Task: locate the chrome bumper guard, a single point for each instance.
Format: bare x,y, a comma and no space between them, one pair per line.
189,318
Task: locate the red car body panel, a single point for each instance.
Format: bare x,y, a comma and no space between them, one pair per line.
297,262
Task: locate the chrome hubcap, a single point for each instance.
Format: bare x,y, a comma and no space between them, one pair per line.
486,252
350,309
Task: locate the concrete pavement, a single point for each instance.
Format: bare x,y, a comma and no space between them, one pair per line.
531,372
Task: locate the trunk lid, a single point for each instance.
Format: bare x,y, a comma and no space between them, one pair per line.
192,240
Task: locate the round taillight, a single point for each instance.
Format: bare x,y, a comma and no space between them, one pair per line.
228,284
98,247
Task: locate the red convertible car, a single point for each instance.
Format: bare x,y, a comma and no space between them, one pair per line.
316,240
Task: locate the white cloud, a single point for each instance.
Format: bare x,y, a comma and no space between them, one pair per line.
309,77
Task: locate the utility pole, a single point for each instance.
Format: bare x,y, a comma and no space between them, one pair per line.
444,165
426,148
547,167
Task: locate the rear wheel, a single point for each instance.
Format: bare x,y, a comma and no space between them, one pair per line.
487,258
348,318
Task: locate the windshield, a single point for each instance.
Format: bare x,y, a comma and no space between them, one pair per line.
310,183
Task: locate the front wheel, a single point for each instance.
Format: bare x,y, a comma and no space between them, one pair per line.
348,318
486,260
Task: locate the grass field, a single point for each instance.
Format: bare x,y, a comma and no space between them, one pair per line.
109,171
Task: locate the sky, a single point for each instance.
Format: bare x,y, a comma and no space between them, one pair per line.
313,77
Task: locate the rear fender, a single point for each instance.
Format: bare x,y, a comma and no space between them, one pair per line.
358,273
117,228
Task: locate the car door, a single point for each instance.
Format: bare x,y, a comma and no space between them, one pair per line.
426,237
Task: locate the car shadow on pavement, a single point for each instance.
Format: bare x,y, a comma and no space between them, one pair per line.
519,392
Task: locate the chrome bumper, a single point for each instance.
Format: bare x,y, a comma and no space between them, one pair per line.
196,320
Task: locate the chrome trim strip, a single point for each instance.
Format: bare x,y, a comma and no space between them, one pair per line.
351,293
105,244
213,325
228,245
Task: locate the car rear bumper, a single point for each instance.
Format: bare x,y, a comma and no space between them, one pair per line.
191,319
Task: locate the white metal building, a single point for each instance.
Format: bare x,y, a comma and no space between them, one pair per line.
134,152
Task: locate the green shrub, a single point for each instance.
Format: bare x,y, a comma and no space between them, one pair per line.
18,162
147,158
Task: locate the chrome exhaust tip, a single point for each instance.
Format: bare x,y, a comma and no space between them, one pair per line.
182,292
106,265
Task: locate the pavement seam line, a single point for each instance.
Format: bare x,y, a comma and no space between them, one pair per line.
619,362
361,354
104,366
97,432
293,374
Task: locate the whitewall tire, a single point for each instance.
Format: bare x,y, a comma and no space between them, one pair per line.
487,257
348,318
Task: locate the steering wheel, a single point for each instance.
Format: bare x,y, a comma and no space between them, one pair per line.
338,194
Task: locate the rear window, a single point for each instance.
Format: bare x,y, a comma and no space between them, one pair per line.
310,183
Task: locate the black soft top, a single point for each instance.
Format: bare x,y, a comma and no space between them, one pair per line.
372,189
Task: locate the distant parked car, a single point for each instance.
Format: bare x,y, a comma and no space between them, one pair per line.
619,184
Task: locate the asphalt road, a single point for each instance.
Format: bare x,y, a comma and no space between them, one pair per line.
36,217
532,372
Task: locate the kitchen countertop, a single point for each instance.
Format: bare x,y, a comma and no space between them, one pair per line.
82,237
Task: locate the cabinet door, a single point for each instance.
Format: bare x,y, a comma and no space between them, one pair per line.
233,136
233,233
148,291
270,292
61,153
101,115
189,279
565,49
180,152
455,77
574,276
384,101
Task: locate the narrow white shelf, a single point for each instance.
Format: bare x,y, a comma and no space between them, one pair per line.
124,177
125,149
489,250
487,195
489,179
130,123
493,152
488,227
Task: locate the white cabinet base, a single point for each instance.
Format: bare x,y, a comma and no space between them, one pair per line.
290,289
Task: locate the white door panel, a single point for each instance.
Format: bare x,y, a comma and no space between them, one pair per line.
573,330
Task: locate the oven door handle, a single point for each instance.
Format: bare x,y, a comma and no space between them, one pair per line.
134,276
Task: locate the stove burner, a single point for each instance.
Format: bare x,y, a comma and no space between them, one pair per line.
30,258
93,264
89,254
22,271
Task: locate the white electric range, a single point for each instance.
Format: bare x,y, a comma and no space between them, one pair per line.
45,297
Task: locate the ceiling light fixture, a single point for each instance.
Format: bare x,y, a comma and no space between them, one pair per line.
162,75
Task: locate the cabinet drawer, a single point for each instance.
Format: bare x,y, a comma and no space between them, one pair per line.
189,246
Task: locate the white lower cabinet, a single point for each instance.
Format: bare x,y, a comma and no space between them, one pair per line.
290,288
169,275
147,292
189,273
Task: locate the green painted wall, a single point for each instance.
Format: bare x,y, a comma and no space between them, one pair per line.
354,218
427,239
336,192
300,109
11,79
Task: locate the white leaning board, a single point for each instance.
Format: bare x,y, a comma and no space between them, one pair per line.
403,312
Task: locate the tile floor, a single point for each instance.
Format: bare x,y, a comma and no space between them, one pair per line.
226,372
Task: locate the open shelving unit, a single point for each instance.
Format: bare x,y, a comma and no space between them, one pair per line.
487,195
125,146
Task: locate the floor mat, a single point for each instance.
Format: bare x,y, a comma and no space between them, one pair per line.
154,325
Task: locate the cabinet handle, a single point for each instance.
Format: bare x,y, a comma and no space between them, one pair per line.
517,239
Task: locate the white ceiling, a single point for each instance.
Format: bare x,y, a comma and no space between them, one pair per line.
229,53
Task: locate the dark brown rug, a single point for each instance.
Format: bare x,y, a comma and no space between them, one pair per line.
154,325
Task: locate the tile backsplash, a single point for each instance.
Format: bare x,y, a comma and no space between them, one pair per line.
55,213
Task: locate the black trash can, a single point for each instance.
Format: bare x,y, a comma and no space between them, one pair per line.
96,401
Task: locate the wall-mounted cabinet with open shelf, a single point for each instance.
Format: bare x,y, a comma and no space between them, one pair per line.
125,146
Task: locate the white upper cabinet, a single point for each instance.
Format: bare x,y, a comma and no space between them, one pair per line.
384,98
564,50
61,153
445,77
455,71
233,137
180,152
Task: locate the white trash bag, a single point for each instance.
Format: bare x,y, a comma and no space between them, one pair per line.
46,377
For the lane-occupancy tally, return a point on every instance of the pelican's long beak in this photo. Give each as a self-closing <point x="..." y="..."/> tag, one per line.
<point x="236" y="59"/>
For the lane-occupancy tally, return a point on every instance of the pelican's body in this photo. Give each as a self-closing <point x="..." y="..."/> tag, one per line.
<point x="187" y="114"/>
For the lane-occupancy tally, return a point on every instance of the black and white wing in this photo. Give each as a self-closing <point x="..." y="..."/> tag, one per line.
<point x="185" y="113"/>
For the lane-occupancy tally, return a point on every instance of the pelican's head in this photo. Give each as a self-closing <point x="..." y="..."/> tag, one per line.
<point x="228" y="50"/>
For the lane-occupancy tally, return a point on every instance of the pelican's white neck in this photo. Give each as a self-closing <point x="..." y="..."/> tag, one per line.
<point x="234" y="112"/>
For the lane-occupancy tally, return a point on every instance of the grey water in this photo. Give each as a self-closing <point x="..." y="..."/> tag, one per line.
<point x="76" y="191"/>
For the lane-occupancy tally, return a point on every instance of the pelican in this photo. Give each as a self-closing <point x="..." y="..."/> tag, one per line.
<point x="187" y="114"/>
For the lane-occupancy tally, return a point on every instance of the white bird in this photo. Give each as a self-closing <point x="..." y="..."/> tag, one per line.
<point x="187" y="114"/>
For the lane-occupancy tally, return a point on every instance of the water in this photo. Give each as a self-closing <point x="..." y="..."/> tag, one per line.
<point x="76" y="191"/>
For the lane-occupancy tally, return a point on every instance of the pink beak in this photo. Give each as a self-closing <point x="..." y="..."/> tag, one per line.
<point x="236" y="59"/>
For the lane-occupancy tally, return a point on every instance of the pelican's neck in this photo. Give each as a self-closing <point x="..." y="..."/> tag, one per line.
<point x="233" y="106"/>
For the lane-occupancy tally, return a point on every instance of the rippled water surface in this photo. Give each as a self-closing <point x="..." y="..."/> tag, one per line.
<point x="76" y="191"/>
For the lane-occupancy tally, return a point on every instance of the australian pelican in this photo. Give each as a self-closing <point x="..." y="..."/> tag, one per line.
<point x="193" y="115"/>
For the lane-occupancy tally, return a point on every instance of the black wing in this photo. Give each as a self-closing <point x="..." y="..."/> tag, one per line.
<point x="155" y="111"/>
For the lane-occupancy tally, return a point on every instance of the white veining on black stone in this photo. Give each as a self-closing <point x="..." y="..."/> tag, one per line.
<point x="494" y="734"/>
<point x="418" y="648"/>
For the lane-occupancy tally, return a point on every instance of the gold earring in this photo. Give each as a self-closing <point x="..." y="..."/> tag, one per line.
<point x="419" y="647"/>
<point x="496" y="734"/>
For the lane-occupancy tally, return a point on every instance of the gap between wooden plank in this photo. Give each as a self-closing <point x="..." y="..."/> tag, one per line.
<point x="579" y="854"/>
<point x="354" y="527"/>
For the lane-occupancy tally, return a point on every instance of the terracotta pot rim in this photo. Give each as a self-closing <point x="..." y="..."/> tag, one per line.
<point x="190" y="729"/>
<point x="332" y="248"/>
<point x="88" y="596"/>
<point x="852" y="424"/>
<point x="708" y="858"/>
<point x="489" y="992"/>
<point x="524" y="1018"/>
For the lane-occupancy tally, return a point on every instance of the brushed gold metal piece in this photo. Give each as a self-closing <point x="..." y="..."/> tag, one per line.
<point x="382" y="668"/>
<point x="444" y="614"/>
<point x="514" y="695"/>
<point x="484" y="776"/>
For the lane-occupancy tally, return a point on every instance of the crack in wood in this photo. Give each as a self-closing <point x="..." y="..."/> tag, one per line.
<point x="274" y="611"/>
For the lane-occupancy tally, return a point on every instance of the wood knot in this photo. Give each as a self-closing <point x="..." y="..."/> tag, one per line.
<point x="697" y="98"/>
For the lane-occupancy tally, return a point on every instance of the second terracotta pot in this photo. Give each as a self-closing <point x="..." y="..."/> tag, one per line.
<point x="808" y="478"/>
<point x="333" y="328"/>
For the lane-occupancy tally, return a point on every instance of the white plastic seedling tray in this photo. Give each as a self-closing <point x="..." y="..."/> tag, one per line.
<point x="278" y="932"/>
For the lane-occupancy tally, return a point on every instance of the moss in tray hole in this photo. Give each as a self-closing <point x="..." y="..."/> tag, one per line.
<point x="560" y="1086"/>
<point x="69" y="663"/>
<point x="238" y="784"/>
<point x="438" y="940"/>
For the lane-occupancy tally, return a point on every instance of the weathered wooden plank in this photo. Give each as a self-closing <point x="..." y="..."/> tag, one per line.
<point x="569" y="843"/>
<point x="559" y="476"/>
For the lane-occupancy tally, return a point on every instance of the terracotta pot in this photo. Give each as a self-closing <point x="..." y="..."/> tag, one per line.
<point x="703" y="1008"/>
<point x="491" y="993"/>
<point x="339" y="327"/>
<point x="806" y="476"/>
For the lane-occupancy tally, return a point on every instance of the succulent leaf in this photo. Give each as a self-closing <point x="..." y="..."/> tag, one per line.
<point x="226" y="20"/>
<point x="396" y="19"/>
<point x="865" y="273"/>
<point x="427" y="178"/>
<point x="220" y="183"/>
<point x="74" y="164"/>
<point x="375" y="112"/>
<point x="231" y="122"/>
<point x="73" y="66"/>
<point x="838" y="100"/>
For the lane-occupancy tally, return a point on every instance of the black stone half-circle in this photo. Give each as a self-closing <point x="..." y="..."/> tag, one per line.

-- -- --

**Your task:**
The listing above holds a line with "Task: locate the white cabinet" and a line with "Task: locate the cabinet drawer, a". Print the stretch from the first through the second, exactly and alone.

**Reply:**
Task: locate the white cabinet base, a single point for each instance.
Format: bare x,y, a comma and no space between them, one pair per line.
290,289
Task: locate the white door panel, a single point for each instance.
Format: bare x,y, a comma and no space between them, one pair per line.
573,330
Task: locate the oven door handle, a single point for each instance.
Format: bare x,y, a comma and no space between them, one pair per line.
134,276
Task: locate the stove burner, a single point for each instance.
Format: bare x,y, a comma and no space between them, one pair per line.
30,258
93,264
89,254
22,271
Task: locate the white electric range, a single point for each instance.
Format: bare x,y, a comma and no space between them, one pair per line.
45,297
Task: locate the ceiling light fixture, a single point for each instance.
Format: bare x,y, a comma and no space between them, one pair per line.
162,75
Task: locate the cabinet drawer, a single point for each instance.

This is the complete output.